— Begin SUPPLIED MATERIAL —

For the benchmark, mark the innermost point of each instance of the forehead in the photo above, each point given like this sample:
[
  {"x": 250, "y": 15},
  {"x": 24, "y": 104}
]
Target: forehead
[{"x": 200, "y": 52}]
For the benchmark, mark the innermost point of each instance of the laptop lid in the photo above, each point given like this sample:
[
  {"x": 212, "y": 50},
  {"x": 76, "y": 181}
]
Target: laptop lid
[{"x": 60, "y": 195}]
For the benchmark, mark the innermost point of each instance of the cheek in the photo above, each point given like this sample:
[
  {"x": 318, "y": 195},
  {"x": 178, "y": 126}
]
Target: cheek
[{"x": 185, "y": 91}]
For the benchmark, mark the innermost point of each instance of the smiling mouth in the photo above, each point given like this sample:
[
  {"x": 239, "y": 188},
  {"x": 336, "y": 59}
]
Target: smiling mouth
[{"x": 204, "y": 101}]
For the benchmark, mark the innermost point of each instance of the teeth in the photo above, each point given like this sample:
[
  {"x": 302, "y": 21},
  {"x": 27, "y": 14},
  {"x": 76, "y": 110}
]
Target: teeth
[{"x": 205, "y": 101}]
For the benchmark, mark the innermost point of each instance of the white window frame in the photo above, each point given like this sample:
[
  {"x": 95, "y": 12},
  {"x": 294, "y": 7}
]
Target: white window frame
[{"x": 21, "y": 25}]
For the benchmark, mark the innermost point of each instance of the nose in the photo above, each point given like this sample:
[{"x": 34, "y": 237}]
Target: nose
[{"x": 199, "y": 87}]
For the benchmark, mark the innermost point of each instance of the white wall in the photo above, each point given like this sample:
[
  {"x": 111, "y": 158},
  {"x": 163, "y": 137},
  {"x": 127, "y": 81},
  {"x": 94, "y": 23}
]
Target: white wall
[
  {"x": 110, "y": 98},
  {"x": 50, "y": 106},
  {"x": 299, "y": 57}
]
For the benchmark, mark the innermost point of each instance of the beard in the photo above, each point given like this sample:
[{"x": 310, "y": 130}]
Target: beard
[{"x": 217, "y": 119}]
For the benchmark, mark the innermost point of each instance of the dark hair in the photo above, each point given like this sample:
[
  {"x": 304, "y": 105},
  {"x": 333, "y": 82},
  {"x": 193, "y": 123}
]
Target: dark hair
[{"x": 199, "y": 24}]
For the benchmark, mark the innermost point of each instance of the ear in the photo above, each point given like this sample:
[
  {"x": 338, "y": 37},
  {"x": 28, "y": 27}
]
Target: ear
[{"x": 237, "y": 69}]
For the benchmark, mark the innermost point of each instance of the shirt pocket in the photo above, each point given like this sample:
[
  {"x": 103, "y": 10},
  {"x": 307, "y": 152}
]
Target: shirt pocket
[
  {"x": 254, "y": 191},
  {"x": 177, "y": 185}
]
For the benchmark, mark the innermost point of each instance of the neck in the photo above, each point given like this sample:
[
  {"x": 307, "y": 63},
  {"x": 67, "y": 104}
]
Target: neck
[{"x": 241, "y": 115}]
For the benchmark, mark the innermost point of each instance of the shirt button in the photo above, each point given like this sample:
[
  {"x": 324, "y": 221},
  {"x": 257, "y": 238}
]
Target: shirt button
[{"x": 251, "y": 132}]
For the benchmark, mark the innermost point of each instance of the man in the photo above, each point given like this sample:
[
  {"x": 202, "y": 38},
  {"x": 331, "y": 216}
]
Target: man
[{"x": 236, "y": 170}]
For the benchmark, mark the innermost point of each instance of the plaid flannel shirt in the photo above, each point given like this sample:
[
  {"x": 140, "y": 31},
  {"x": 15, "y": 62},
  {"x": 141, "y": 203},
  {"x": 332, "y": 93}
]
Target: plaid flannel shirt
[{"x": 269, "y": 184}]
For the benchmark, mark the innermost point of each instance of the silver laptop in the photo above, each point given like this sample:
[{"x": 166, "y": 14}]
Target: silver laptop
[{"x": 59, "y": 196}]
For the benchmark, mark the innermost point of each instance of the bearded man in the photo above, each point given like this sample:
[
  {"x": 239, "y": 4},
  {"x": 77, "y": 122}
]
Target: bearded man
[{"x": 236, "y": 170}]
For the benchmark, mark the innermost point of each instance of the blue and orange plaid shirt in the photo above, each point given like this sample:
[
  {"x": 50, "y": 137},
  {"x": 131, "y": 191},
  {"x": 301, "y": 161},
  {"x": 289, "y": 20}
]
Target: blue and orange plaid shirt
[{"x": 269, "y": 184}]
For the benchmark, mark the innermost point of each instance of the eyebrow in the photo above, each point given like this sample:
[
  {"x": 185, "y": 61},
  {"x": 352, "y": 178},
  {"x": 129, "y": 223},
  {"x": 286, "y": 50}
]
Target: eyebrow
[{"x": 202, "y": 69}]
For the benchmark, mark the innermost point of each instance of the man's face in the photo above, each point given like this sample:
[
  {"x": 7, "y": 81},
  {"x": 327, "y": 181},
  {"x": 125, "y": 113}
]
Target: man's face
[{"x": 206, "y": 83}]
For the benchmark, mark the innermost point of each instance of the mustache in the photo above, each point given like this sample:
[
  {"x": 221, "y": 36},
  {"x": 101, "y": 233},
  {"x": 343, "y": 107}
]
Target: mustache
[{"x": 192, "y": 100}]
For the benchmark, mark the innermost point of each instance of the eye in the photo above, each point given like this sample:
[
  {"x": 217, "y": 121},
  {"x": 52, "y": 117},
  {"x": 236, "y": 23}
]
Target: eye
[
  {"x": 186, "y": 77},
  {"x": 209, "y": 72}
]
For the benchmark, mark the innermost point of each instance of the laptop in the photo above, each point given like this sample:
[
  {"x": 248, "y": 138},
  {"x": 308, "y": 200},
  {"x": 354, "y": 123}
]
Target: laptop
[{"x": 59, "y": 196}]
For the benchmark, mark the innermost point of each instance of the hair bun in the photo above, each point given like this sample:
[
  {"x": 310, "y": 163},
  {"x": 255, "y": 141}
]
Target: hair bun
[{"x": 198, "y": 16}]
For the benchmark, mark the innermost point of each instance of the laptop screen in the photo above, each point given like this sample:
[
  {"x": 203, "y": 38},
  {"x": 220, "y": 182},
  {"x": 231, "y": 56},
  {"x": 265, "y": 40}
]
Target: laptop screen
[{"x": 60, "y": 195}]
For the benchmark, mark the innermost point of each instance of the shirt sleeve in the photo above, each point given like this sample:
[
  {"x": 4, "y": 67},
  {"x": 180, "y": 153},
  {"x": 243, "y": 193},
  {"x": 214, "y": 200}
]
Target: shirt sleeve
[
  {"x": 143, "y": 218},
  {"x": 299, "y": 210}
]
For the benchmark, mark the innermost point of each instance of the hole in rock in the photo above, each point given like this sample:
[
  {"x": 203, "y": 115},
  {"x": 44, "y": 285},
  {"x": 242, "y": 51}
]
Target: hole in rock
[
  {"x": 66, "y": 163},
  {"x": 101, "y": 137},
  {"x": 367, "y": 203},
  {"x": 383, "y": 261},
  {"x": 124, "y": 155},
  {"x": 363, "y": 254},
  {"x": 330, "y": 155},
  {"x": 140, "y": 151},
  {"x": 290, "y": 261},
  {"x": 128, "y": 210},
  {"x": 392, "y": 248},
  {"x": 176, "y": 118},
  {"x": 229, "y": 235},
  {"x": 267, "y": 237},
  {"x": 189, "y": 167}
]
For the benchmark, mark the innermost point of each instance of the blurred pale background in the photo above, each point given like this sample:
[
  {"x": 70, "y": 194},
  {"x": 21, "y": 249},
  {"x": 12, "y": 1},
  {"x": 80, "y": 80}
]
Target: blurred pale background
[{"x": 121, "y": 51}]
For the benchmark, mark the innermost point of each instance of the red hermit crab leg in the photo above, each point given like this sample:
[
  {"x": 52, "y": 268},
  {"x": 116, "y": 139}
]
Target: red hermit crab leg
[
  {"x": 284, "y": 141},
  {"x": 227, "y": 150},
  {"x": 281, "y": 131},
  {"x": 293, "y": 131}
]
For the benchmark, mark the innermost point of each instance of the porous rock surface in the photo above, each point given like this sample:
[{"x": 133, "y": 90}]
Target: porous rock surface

— End SUPPLIED MATERIAL —

* CHALLENGE: Pull out the lines of the data verbatim, starting at the line that contains "the red hermit" and ending at the last line of the data.

* SOLUTION TO THIS PROBLEM:
For the benchmark, mark the innermost point of each instance of the red hermit crab leg in the photo above, each point given like this sample:
[
  {"x": 52, "y": 268},
  {"x": 116, "y": 139}
]
Target: red hermit crab leg
[
  {"x": 284, "y": 141},
  {"x": 227, "y": 150},
  {"x": 281, "y": 131},
  {"x": 293, "y": 131}
]
For the benchmark, mark the innermost point of each instance of the porous rock surface in the photo above, each point given like this sample:
[{"x": 133, "y": 90}]
Target: porous rock surface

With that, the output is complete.